- AIM OF THE EXERCISE -
Copy each of the following rows word for word, keeping every line and character unchanged.

- DATA TO PROCESS -
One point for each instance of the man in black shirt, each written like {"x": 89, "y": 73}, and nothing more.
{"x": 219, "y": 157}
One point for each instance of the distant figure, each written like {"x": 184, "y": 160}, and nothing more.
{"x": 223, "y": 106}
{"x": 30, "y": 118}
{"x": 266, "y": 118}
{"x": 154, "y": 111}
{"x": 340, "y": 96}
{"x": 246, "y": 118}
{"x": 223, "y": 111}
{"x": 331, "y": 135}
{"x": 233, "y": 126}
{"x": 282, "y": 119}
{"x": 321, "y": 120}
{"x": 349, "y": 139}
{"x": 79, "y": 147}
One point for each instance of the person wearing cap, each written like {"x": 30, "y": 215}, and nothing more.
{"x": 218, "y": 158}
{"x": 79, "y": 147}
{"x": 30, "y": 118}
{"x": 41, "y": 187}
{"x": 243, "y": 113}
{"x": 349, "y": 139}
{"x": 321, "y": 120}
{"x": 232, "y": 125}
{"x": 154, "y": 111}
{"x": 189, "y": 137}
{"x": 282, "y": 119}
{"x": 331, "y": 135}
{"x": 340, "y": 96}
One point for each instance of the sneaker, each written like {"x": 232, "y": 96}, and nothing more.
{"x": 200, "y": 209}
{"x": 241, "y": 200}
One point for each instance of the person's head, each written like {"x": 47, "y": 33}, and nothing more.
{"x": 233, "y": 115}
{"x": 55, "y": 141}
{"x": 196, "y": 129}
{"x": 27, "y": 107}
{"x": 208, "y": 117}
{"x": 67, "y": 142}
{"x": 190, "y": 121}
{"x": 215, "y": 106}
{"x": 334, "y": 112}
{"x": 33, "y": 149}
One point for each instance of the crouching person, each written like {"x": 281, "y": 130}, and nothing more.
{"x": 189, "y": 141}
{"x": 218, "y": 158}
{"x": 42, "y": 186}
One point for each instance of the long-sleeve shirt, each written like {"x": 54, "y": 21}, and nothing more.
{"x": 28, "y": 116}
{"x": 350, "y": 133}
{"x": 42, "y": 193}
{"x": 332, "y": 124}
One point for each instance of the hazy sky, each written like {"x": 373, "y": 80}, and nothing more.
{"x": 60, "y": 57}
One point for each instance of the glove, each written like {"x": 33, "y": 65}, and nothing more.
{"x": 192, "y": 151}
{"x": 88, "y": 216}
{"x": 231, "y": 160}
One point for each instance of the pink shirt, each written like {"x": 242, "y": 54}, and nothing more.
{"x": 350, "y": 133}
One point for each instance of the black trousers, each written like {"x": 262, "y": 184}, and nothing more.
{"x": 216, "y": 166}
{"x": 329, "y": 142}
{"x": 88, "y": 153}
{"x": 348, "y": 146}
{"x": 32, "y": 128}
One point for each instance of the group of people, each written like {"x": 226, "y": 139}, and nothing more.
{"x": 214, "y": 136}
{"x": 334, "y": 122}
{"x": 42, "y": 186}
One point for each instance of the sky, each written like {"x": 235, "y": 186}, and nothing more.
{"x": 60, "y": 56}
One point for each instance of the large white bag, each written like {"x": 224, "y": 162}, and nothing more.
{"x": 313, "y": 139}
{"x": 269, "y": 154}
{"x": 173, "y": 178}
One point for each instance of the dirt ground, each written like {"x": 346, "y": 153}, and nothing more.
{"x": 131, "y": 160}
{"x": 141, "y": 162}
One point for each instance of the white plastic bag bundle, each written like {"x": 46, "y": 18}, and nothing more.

- SOLUTION TO THE PROBLEM -
One point for each instance of the man in black shirt, each written like {"x": 89, "y": 73}, and nothing more.
{"x": 219, "y": 157}
One point for each instance of the distant figure, each written like {"x": 184, "y": 160}, and nothing more.
{"x": 223, "y": 106}
{"x": 30, "y": 118}
{"x": 266, "y": 118}
{"x": 154, "y": 111}
{"x": 340, "y": 96}
{"x": 246, "y": 118}
{"x": 223, "y": 111}
{"x": 331, "y": 135}
{"x": 233, "y": 126}
{"x": 282, "y": 119}
{"x": 321, "y": 120}
{"x": 349, "y": 139}
{"x": 79, "y": 147}
One point for each instance of the person wearing cap, each written like {"x": 30, "y": 215}, and nothing more.
{"x": 218, "y": 158}
{"x": 79, "y": 147}
{"x": 30, "y": 118}
{"x": 41, "y": 187}
{"x": 243, "y": 113}
{"x": 349, "y": 139}
{"x": 321, "y": 120}
{"x": 232, "y": 125}
{"x": 154, "y": 111}
{"x": 189, "y": 137}
{"x": 282, "y": 119}
{"x": 331, "y": 135}
{"x": 340, "y": 96}
One point for each instance of the sneaker, each written like {"x": 232, "y": 96}, and nothing more.
{"x": 200, "y": 209}
{"x": 241, "y": 200}
One point for each instance of the person's head, each written like {"x": 47, "y": 33}, and nothing more.
{"x": 233, "y": 115}
{"x": 55, "y": 141}
{"x": 196, "y": 129}
{"x": 27, "y": 107}
{"x": 208, "y": 117}
{"x": 67, "y": 142}
{"x": 190, "y": 121}
{"x": 215, "y": 106}
{"x": 334, "y": 112}
{"x": 33, "y": 149}
One point for each instance of the crouching person, each written like {"x": 281, "y": 130}, and nothing more.
{"x": 189, "y": 141}
{"x": 218, "y": 158}
{"x": 42, "y": 186}
One point for each instance of the long-sleeve shirt, each written like {"x": 54, "y": 21}, and nothing more.
{"x": 28, "y": 116}
{"x": 350, "y": 133}
{"x": 42, "y": 193}
{"x": 332, "y": 124}
One point for each instance of the hazy sky, each written like {"x": 373, "y": 80}, and nothing more.
{"x": 60, "y": 57}
One point for each instance of the glove, each written like {"x": 33, "y": 65}, and nothing more.
{"x": 192, "y": 151}
{"x": 88, "y": 216}
{"x": 231, "y": 160}
One point for each instance of the pink shirt, each written like {"x": 242, "y": 54}, and nothing more.
{"x": 350, "y": 133}
One point for each instance of the black trousers, each written like {"x": 262, "y": 184}, and nothing more.
{"x": 216, "y": 166}
{"x": 329, "y": 142}
{"x": 88, "y": 153}
{"x": 348, "y": 146}
{"x": 32, "y": 128}
One point for each instance of the group of people, each written like {"x": 226, "y": 139}, and nothing more.
{"x": 214, "y": 136}
{"x": 334, "y": 122}
{"x": 42, "y": 186}
One point for each instance of the sky, each written like {"x": 235, "y": 186}, and nothing more.
{"x": 60, "y": 56}
One point for each instance of the large white bag, each written like {"x": 224, "y": 162}, and nothing more.
{"x": 313, "y": 139}
{"x": 269, "y": 154}
{"x": 173, "y": 178}
One point for each instance of the dirt ground, each written like {"x": 346, "y": 153}, and nothing more.
{"x": 131, "y": 160}
{"x": 141, "y": 162}
One point for each instance of the white plastic bag bundle, each written like {"x": 46, "y": 18}, and nothing more.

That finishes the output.